[Photo-based point labeling data]
__________

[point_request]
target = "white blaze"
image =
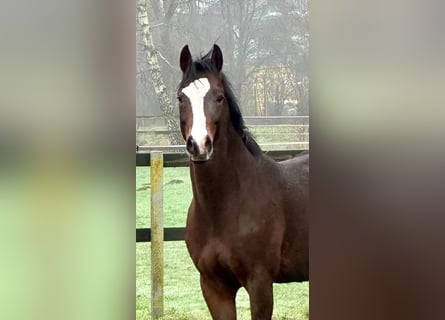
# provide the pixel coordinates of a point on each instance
(196, 92)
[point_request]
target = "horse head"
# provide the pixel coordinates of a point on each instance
(202, 102)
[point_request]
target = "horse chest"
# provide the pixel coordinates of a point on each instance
(217, 258)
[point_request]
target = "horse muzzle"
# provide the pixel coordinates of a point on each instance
(200, 150)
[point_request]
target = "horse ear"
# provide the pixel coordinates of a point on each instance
(217, 59)
(186, 58)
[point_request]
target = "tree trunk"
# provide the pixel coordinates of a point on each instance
(156, 75)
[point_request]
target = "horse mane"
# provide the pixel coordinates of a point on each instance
(204, 65)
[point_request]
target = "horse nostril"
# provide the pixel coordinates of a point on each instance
(208, 144)
(190, 144)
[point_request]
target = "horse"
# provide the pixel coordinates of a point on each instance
(247, 224)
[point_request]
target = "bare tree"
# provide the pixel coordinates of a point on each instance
(154, 69)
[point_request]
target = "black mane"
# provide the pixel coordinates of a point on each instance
(204, 65)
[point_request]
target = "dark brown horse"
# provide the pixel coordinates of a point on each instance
(247, 225)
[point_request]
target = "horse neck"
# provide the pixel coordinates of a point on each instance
(230, 165)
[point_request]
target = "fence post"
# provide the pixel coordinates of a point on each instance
(157, 235)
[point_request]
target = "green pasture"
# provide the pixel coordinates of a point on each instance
(182, 294)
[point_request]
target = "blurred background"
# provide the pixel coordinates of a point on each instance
(265, 44)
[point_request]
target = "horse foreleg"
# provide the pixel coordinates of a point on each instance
(260, 291)
(220, 298)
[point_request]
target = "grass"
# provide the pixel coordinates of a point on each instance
(182, 295)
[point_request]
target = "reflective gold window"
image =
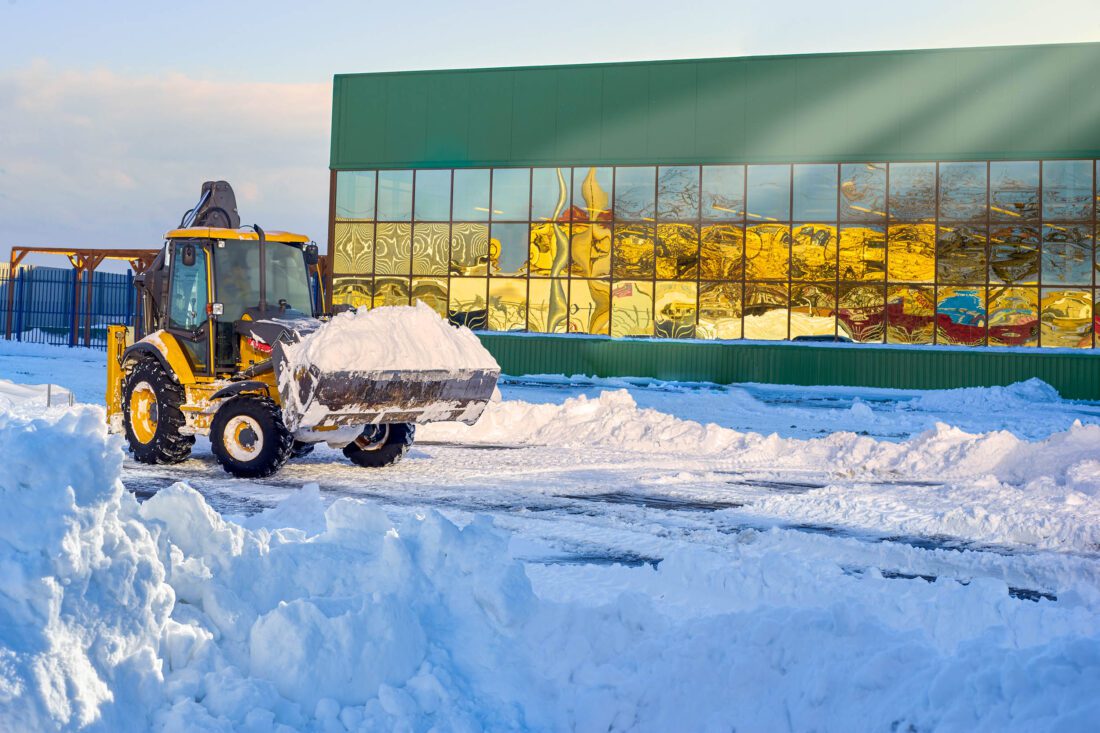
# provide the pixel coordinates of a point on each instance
(767, 251)
(677, 251)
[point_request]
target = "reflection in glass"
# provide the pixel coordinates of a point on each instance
(911, 313)
(393, 249)
(862, 192)
(507, 249)
(507, 304)
(589, 306)
(354, 248)
(631, 307)
(912, 190)
(395, 195)
(677, 251)
(767, 251)
(1013, 316)
(1067, 254)
(719, 310)
(548, 305)
(861, 312)
(678, 192)
(912, 253)
(432, 195)
(815, 193)
(960, 315)
(634, 250)
(1066, 318)
(862, 252)
(813, 309)
(1013, 253)
(510, 194)
(355, 195)
(1067, 190)
(430, 249)
(813, 252)
(466, 303)
(1013, 190)
(960, 254)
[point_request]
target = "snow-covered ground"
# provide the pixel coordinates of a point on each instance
(593, 555)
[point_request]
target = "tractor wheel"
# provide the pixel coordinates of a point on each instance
(151, 415)
(248, 437)
(381, 445)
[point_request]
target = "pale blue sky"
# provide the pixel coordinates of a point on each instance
(114, 112)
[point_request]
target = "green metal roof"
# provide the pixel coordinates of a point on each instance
(957, 104)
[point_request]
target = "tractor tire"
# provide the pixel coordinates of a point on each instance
(381, 445)
(151, 415)
(248, 437)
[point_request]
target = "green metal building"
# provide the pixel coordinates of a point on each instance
(930, 214)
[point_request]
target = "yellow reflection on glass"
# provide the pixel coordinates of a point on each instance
(1066, 318)
(767, 252)
(912, 253)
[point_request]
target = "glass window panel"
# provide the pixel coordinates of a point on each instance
(631, 307)
(589, 306)
(549, 249)
(634, 250)
(432, 195)
(548, 305)
(721, 251)
(471, 195)
(960, 254)
(551, 194)
(963, 192)
(719, 310)
(355, 194)
(766, 315)
(724, 193)
(677, 251)
(960, 315)
(769, 193)
(1013, 316)
(912, 190)
(813, 309)
(678, 192)
(591, 250)
(507, 249)
(767, 251)
(815, 193)
(862, 252)
(507, 304)
(1013, 253)
(512, 192)
(592, 194)
(1066, 318)
(861, 312)
(674, 310)
(813, 252)
(1067, 254)
(1067, 190)
(354, 248)
(432, 293)
(862, 192)
(430, 249)
(466, 303)
(395, 195)
(469, 249)
(1013, 190)
(391, 291)
(911, 312)
(912, 253)
(393, 248)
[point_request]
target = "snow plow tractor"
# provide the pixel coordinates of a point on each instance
(220, 308)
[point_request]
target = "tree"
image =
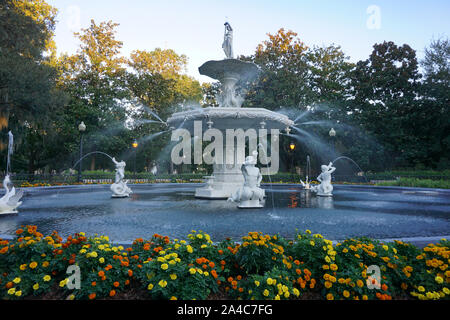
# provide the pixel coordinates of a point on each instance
(384, 90)
(95, 78)
(433, 121)
(158, 82)
(27, 76)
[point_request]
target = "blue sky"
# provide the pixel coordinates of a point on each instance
(195, 27)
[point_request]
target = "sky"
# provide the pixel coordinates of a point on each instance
(195, 27)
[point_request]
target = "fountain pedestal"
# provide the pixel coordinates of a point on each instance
(222, 183)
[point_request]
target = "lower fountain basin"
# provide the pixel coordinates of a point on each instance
(230, 118)
(172, 210)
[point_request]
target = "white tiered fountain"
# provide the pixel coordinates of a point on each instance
(226, 177)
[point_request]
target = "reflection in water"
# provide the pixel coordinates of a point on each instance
(299, 198)
(173, 210)
(294, 202)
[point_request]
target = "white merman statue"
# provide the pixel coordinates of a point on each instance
(250, 195)
(10, 201)
(325, 187)
(119, 187)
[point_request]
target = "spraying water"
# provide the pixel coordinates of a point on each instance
(88, 154)
(152, 136)
(347, 158)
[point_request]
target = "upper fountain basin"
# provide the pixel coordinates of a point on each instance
(230, 118)
(235, 68)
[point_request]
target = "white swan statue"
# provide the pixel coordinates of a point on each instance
(10, 201)
(119, 187)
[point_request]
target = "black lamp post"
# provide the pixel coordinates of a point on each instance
(135, 145)
(332, 134)
(292, 149)
(81, 129)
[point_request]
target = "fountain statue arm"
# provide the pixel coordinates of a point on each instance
(331, 169)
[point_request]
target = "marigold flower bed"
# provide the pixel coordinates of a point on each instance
(260, 267)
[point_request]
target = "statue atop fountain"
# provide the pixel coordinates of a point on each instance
(250, 195)
(119, 187)
(325, 188)
(232, 74)
(227, 44)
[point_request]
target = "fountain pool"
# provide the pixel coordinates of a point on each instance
(172, 210)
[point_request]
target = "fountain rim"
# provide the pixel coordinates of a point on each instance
(229, 68)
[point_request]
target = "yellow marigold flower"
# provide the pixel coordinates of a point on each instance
(439, 279)
(162, 283)
(62, 283)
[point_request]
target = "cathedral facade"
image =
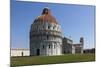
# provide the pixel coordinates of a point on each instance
(45, 35)
(46, 38)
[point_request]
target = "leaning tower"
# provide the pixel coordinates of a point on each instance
(45, 35)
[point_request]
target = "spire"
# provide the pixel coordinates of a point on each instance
(46, 10)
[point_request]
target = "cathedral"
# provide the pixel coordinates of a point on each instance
(46, 38)
(45, 35)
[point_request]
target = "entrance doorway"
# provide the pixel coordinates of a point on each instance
(38, 52)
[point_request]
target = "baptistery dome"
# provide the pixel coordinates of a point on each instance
(45, 35)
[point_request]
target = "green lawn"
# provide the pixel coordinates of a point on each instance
(37, 60)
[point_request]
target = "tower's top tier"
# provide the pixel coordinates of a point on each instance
(46, 16)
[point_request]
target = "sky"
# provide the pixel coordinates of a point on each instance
(76, 21)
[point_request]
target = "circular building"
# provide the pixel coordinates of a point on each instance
(45, 35)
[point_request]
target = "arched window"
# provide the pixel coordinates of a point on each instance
(49, 27)
(43, 46)
(49, 46)
(54, 46)
(47, 37)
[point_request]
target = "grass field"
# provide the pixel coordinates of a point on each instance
(37, 60)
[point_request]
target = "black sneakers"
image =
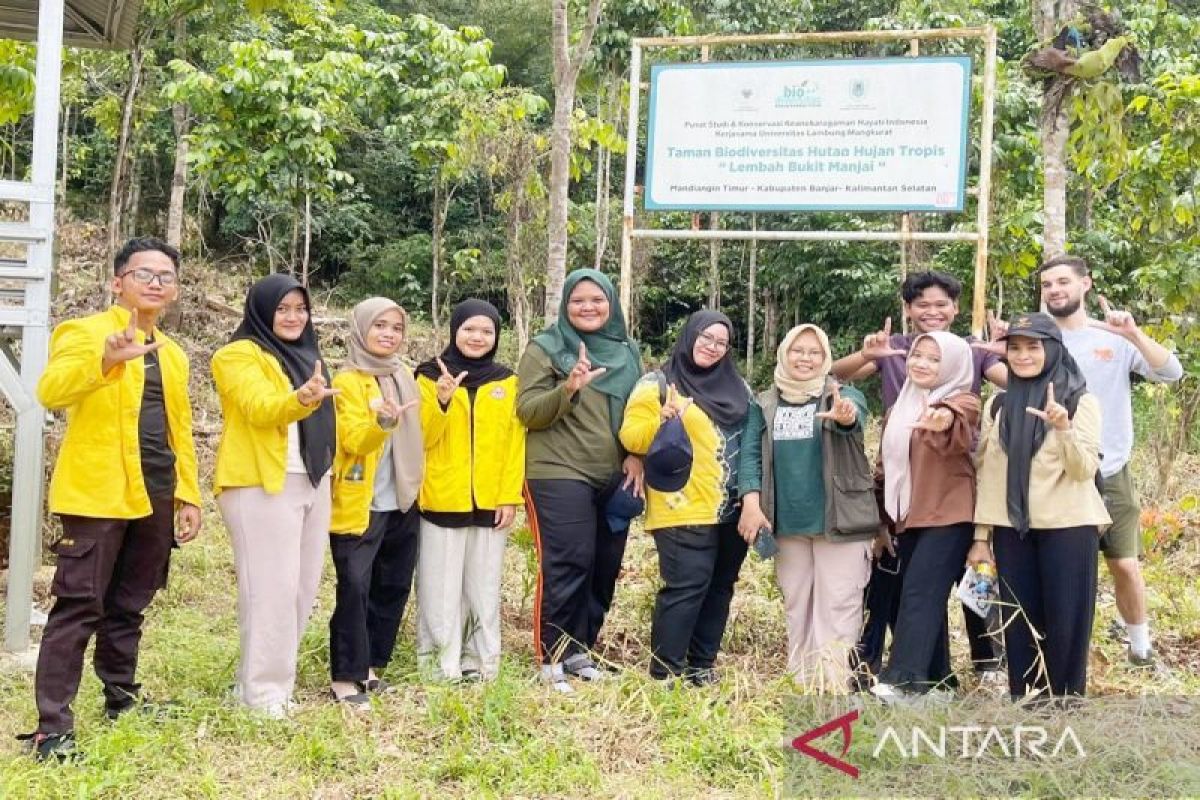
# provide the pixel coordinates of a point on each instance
(51, 746)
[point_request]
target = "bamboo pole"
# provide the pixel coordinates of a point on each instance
(807, 235)
(983, 217)
(627, 218)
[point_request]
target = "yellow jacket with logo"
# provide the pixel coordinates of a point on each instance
(359, 440)
(705, 498)
(99, 470)
(258, 403)
(474, 453)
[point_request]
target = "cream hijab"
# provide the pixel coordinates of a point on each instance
(792, 389)
(954, 377)
(396, 383)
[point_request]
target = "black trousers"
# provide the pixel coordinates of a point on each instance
(1048, 589)
(375, 578)
(882, 605)
(108, 572)
(579, 563)
(699, 565)
(921, 648)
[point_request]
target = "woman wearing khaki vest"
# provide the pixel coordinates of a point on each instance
(805, 477)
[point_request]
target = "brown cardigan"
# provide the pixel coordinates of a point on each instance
(943, 476)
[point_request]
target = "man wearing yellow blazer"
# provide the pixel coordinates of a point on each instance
(125, 486)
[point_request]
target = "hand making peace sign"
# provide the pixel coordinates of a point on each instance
(1054, 414)
(123, 346)
(996, 330)
(879, 344)
(675, 404)
(582, 373)
(448, 384)
(316, 389)
(1115, 322)
(843, 411)
(934, 419)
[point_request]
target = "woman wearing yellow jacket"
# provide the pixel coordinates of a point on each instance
(474, 456)
(273, 481)
(377, 473)
(694, 517)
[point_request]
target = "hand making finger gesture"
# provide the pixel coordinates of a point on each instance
(1054, 414)
(841, 410)
(879, 344)
(123, 346)
(934, 419)
(316, 389)
(448, 384)
(675, 405)
(582, 373)
(1115, 322)
(389, 411)
(996, 330)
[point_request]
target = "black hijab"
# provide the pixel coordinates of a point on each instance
(298, 359)
(479, 371)
(719, 390)
(1023, 433)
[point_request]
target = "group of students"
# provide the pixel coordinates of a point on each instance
(401, 473)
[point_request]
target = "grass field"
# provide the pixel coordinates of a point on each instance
(625, 738)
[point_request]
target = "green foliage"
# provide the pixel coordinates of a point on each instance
(16, 80)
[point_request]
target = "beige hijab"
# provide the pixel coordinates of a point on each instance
(397, 384)
(792, 389)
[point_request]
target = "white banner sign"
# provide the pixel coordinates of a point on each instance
(871, 134)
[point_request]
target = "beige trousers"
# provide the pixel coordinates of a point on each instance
(822, 585)
(279, 551)
(459, 578)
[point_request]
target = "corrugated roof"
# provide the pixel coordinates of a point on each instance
(87, 23)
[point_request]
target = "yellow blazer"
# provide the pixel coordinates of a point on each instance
(258, 403)
(474, 455)
(99, 469)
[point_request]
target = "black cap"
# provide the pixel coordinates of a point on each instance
(1036, 325)
(669, 459)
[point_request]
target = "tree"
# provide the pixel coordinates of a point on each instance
(568, 62)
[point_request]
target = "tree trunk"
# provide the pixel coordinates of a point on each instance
(751, 298)
(1048, 17)
(307, 238)
(771, 323)
(120, 163)
(64, 158)
(567, 71)
(179, 175)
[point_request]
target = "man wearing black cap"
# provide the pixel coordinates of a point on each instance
(1109, 352)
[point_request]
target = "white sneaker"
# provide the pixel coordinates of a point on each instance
(891, 695)
(556, 678)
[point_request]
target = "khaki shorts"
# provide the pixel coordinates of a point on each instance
(1123, 537)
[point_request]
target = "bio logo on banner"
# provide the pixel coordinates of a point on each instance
(803, 95)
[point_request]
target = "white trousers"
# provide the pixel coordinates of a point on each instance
(279, 551)
(459, 578)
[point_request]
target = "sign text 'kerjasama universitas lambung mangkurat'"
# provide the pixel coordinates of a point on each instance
(850, 134)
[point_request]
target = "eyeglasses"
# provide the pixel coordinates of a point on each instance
(707, 340)
(147, 277)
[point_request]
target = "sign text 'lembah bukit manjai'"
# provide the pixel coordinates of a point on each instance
(861, 134)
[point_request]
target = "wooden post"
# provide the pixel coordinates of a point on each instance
(906, 220)
(627, 218)
(983, 217)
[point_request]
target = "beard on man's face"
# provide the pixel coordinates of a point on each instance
(1066, 310)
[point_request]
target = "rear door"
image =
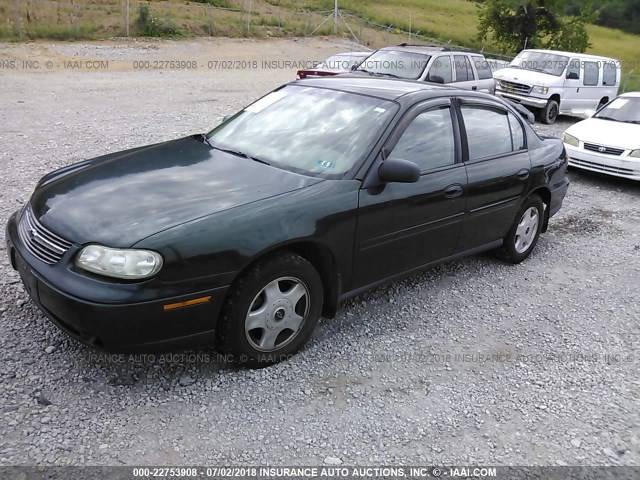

__________

**Given instruction:**
Please report each line of the items above that contains the string "basin", copying the whole line. Count a match only when the case is the same.

**Written answer:**
target = "lower fountain basin"
target = "upper fountain basin"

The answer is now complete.